__Exercise task__: Copy out the material below word for word, with nothing changed.
— start Available data —
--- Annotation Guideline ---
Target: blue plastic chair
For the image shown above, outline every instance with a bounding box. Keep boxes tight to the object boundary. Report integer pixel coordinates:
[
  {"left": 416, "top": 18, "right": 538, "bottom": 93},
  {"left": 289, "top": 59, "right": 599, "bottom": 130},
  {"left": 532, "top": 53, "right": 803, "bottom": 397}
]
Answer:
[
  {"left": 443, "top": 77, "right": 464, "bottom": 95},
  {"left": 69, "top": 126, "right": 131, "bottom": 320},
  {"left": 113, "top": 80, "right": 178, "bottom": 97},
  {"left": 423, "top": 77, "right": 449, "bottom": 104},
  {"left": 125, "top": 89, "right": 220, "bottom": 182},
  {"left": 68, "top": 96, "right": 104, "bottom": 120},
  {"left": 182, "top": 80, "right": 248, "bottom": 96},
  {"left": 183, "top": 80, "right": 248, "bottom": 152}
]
— end Available data —
__Answer to the task__:
--- Annotation Guideline ---
Target: blue plastic chair
For the image shown above, outline every instance with a bounding box. Keep boxes tight to the object boundary. Report integer pixel coordinates:
[
  {"left": 416, "top": 18, "right": 538, "bottom": 93},
  {"left": 289, "top": 59, "right": 599, "bottom": 130},
  {"left": 532, "top": 53, "right": 803, "bottom": 397}
]
Answer:
[
  {"left": 443, "top": 77, "right": 464, "bottom": 95},
  {"left": 69, "top": 126, "right": 131, "bottom": 320},
  {"left": 113, "top": 80, "right": 178, "bottom": 97},
  {"left": 423, "top": 77, "right": 449, "bottom": 104},
  {"left": 125, "top": 89, "right": 220, "bottom": 182},
  {"left": 68, "top": 96, "right": 104, "bottom": 120},
  {"left": 182, "top": 80, "right": 248, "bottom": 96},
  {"left": 183, "top": 80, "right": 248, "bottom": 152}
]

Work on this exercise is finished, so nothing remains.